[START Source material]
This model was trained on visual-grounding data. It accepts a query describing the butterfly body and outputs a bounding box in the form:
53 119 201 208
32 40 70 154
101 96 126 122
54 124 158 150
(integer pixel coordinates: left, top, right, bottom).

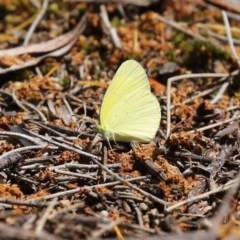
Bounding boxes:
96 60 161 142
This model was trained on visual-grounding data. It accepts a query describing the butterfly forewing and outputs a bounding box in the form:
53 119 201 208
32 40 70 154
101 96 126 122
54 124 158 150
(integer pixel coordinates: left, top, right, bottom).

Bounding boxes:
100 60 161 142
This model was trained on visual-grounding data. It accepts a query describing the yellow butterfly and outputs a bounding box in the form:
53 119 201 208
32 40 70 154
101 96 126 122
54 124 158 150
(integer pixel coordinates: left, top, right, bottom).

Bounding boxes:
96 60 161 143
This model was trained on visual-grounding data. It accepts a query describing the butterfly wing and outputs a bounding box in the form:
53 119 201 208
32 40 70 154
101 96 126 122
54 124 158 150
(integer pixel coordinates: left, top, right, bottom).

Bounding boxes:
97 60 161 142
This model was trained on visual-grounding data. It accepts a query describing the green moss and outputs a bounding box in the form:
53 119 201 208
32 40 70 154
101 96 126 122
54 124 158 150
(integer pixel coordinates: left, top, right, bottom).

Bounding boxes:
[END Source material]
[START Source material]
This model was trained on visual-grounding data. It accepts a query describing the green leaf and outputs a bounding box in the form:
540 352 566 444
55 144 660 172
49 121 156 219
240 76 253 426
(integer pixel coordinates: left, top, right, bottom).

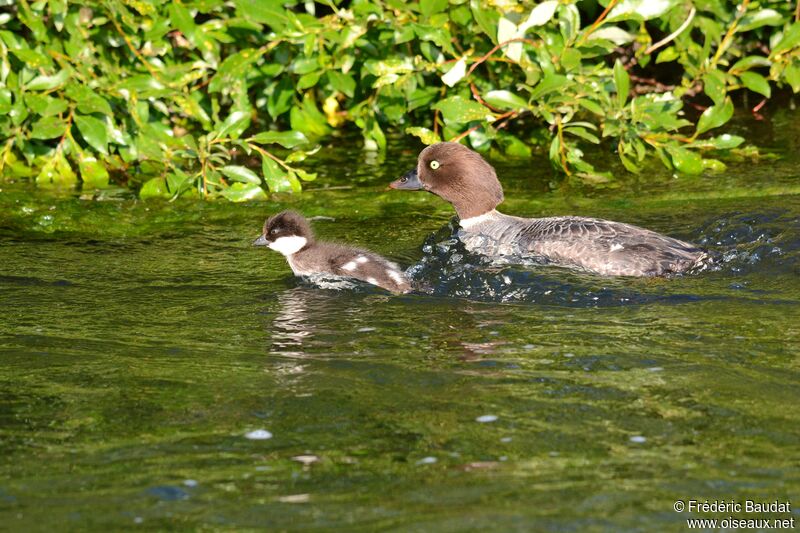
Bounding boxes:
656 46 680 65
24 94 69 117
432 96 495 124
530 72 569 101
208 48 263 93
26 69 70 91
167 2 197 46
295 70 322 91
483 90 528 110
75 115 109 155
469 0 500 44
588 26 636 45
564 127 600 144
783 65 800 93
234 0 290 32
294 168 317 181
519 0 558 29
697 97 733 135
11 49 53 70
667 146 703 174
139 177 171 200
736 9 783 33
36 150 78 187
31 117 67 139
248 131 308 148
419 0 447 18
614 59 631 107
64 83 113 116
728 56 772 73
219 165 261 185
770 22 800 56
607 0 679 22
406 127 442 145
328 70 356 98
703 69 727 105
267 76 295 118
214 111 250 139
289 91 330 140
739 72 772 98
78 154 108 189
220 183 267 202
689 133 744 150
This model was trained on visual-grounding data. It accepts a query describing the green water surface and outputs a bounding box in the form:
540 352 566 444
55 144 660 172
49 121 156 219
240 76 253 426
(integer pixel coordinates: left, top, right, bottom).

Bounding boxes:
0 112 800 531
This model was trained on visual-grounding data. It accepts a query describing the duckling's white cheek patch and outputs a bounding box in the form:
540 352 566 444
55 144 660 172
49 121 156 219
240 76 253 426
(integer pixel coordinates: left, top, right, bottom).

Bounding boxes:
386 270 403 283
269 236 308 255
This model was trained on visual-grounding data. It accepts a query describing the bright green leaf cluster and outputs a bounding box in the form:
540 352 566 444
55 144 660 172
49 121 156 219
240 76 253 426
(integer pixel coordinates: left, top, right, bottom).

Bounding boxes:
[END Source material]
> Prompt
Turn the lines starting at the one containing "describing the duckling's" and ending at the one containing "269 236 308 255" into a numbered list, dropping any blank lines.

> Response below
1. This model was trained on visual-grounding data. It accepts a query describing the duckling's white cheek patch and outputs a bounding box in the form:
2. 540 352 566 444
3. 55 144 660 172
4. 49 121 156 219
5. 240 76 253 426
6. (integer pixel coordinates: left, top, right, bottom).
7. Bounding boxes:
8. 386 270 403 283
9. 269 236 308 255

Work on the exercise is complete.